Oh, and I now figured out why I can't get Julia to pre-compile the modules 
I want. Apparently you have to be building it from source...

Now I'll go and give that a try.

Cheers,
Daniel.


On Friday, 24 October 2014 15:47:58 UTC+2, Daniel Carrera wrote:
>
> Yes, it seems to work. Apparently my Julia directory is 
>  "/usr/bin/../share/julia/base/", so that's one problem solved.  Thanks!
>
> Cheers,
> Daniel.
>
> On 24 October 2014 14:53, Till Ehrengruber <[email protected]> wrote:
>
>> You cuold look where your julia base library is located for example by
>>
>> functionloc(push!)
>> ("/usr/local/Cellar/julia/0.3.1/bin/../share/julia/base/array.jl",464)
------------------------------------------------
• _Parts of the exercise_
1. Shorten the paragraph of the Julia email that begins "Oh, and I now figured out" while keeping its main facts.
2. In the Julia email, reproduce the wording from "Oh, and I now" up to and including "that a try.".

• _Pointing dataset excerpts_
------------------------------------------------
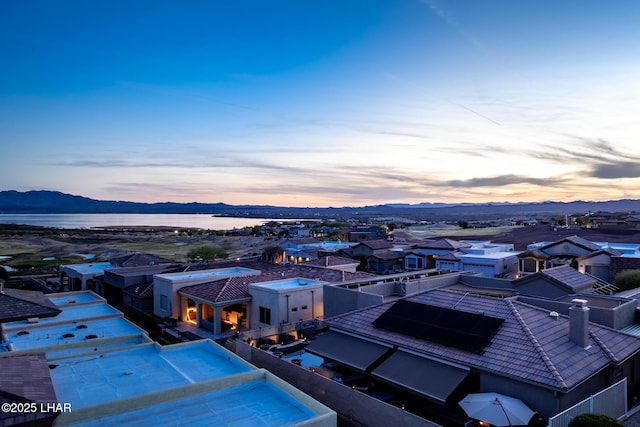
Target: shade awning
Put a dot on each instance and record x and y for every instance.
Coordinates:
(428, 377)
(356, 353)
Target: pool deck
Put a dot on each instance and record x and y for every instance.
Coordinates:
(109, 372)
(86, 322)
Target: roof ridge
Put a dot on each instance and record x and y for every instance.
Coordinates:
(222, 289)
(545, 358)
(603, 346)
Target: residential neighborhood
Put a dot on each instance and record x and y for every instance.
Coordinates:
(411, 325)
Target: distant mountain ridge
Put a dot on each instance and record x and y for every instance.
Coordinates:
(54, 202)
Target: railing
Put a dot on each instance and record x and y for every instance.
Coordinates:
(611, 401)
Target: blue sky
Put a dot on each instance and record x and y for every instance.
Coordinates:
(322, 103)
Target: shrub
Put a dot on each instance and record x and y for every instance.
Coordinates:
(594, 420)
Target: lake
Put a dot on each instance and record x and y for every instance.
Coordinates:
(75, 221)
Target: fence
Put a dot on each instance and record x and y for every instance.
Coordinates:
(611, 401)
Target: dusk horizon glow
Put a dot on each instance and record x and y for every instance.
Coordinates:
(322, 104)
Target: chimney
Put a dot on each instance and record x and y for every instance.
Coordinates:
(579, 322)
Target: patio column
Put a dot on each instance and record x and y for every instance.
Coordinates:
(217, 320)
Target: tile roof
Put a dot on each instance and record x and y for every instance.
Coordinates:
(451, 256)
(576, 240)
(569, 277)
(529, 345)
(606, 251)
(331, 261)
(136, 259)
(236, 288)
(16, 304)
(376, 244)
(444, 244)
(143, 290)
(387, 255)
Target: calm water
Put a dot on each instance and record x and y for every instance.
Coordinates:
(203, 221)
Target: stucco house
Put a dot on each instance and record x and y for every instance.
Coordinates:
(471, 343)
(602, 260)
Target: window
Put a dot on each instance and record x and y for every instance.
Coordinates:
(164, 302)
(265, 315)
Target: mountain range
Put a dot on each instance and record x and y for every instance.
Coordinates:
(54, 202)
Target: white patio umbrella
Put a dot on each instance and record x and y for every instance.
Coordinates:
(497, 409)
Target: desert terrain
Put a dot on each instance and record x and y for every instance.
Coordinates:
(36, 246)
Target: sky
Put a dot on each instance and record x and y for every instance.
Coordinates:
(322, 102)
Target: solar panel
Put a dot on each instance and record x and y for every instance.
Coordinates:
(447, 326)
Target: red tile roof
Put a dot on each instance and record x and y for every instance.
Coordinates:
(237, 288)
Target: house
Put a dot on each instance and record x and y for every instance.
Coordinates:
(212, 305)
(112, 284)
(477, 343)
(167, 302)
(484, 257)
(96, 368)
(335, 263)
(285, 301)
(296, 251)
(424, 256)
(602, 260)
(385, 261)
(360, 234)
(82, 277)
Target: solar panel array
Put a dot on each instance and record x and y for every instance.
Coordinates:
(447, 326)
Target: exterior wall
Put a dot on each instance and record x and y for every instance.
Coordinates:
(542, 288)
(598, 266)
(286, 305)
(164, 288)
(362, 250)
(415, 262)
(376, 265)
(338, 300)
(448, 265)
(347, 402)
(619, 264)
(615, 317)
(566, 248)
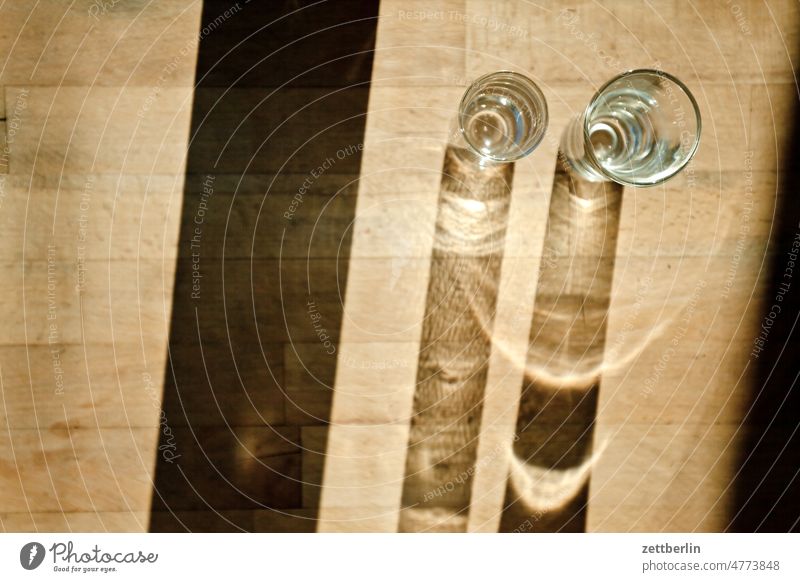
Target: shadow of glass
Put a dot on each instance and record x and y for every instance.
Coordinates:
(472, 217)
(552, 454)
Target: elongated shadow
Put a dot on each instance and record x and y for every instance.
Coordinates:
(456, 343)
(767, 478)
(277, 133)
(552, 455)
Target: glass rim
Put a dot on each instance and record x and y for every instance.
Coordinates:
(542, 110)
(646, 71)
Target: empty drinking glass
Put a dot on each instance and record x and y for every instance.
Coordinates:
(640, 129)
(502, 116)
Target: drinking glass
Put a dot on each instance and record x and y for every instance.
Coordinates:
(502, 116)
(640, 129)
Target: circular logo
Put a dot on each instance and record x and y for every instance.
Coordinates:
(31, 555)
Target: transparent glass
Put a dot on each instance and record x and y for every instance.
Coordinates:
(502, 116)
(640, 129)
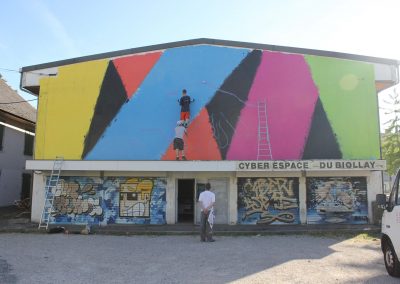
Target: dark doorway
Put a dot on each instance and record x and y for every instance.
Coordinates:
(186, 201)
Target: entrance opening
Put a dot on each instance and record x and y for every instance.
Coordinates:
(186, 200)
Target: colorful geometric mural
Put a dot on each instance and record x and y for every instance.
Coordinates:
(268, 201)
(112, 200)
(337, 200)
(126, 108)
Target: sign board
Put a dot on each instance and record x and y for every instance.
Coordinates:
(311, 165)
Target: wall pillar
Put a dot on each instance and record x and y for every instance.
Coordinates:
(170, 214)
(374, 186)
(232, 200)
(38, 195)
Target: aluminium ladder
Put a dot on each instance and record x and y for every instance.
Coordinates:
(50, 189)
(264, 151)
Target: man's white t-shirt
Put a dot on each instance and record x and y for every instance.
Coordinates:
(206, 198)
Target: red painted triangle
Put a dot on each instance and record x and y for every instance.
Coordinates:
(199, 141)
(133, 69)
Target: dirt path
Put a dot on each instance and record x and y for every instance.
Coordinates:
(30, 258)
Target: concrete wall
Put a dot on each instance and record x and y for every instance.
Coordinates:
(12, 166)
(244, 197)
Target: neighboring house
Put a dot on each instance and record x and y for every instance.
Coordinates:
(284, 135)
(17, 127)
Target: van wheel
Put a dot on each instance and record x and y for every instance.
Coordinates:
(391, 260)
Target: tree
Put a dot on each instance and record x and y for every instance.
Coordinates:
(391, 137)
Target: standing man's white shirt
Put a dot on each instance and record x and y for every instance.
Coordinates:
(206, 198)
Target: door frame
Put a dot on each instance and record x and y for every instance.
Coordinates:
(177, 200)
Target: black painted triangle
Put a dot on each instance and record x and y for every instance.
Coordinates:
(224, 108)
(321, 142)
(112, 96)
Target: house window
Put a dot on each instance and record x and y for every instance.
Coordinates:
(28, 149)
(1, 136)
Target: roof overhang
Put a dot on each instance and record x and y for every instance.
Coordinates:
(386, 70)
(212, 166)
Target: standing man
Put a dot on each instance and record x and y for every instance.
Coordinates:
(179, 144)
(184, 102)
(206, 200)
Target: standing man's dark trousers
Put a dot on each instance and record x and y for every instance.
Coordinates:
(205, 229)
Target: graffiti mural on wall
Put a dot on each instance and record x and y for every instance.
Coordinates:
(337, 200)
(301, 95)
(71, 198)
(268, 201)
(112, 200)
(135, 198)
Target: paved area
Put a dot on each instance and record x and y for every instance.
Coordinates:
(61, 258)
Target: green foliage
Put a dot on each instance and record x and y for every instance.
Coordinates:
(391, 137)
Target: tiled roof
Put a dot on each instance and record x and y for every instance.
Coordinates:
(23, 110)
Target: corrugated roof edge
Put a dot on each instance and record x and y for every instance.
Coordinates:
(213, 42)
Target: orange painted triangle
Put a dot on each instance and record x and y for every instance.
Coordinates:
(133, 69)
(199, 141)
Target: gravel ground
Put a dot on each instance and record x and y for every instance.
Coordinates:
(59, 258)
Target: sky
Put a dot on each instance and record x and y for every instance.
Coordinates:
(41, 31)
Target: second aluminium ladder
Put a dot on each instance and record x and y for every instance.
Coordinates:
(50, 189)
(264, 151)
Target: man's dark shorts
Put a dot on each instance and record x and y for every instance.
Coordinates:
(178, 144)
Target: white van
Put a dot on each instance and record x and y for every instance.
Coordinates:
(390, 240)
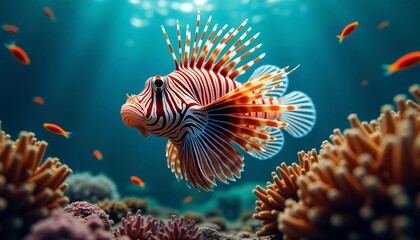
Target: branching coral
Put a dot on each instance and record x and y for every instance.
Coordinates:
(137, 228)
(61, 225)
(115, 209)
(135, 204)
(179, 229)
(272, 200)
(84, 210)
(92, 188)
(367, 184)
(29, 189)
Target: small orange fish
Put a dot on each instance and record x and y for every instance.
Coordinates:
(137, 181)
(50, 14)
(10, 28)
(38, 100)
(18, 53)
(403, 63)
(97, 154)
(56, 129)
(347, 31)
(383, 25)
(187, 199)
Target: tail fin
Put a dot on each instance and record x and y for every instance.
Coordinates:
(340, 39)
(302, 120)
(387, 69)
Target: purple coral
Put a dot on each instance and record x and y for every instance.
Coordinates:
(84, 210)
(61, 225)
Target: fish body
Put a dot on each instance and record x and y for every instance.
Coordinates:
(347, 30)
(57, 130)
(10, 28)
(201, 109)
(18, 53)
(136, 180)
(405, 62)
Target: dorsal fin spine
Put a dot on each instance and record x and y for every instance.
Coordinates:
------------------------------------------------
• _The responses_
1. I found out why Julia won't pre-compile the modules I want: it apparently has to be built from source.

2.
Oh, and I now figured out why I can't get Julia to pre-compile the modules 
I want. Apparently you have to be building it from source...

Now I'll go and give that a try.